### What is expected
Reproduce, word for word, the stretch of the forum reply below from "I have to clear" through "more connected sockets.".

Re: Storing data from multiple clients by Thomas

Thomas
Sun Oct 01 14:38:55 CDT 2006

Massimo

I have to clear some of my proposals:


> That's the problem: when the framework uses its own worker threads to
> process async socket callbacks, you don't have any control on how many
> threads there are and which one of them is used. To do as you suggest, I'd
> have to manually spawn worker threads and have each one of them manage one
> or more connected sockets.
> I could also have each callback create a connection object, open it, use it
> and then close it, but I think this would be *really* a bottleneck.
> Another option would be to have only one connection object and use a mutex
> to have only one thread at a time access it, but I think this would create a
> big bottleneck too.

We have written a customized DataAdapter, that handles the connections internally on a per thread basis. That means the connection will be created for a specific thread. We've got a big application (>1 million loc) written in C# and there are running about 700 queries (average) every second against a SQL Server 2000. For every query we will create a connection object, open it, run the query and close it. The only bottleneck is the database server itself!

I understand your distrust; try it out with a little sample project and measure the time spent to create, open and close the connection object.

> > Opening a connection will reuse the connection on the SQL Server side if
> > possible, so the SQL Server will create it only once (Connection Pooling).
> > Opening and closing the connection will be done fast.
>
> Of course, but only when using the same connection object(s).

Thats not true. Connection pooling will be done with the same "configuration". That means with the same data in the connection string and Windows identity when integrated security is used.
You should read the chapter "Using Connection Pooling" in the VS.NET 2005 help.

> > Try to reduce roundtrips to the database server. You could collect
> > lets say 10 messages from the clients and send them as a bunch
> > to a stored procedure on the database server.
> > Try to decouple the insert from the TCP sockets, because you never know,
> > how much time it will take. You could use Microsoft Message Queue for
> > that.

### Data rows

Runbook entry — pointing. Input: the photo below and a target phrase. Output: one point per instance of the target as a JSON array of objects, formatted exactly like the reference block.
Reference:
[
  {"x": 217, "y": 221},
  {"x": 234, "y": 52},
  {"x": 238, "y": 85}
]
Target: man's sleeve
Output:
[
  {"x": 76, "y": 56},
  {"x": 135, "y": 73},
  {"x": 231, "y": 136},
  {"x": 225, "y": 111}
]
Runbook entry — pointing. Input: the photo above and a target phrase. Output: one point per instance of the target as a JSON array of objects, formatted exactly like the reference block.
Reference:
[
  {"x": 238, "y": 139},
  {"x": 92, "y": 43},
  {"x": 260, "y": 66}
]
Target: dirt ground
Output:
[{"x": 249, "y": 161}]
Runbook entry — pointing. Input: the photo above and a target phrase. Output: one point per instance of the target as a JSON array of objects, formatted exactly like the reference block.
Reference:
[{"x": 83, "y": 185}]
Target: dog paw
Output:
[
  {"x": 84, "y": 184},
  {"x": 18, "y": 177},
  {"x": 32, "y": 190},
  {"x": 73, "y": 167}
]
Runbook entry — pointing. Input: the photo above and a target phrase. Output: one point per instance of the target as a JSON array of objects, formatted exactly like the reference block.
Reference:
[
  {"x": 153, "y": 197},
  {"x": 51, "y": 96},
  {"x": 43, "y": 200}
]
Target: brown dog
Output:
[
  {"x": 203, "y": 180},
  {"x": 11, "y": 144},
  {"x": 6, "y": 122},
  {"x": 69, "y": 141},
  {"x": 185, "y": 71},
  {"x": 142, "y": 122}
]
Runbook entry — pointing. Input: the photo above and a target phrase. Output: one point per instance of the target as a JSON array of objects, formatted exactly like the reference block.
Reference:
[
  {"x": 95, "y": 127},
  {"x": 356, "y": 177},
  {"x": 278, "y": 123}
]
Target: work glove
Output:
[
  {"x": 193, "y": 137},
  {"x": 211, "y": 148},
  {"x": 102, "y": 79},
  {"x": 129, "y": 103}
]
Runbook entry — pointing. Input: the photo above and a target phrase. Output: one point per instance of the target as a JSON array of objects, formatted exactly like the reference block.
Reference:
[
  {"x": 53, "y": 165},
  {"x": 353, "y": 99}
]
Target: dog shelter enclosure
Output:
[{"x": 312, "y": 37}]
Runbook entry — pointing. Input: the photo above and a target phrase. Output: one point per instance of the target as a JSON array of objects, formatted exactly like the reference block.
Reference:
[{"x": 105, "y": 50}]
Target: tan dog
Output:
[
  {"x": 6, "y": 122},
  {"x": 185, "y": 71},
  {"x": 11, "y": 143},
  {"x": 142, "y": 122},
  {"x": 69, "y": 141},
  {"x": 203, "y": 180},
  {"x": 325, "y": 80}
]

### Answer to the exercise
I have to clear some of my proposals:


> That's the problem: when the framework uses its own worker threads to
> process async socket callbacks, you don't have any control on how many
> threads there are and which one of them is used. To do as you suggest, I'd
> have to manually spawn worker threads and have each one of them manage one
> or more connected sockets.